* _What to do_: In the listing below, switch "scans" to "searches" and reproduce the lines with nothing else altered.

Region labeling listing:
········
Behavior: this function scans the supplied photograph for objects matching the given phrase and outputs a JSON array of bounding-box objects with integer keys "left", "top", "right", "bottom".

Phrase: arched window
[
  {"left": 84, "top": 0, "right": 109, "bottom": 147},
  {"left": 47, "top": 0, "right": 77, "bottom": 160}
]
········
* _Solution below_:
Behavior: this function searches the supplied photograph for objects matching the given phrase and outputs a JSON array of bounding-box objects with integer keys "left", "top", "right", "bottom".

Phrase: arched window
[
  {"left": 84, "top": 0, "right": 109, "bottom": 147},
  {"left": 47, "top": 0, "right": 77, "bottom": 160}
]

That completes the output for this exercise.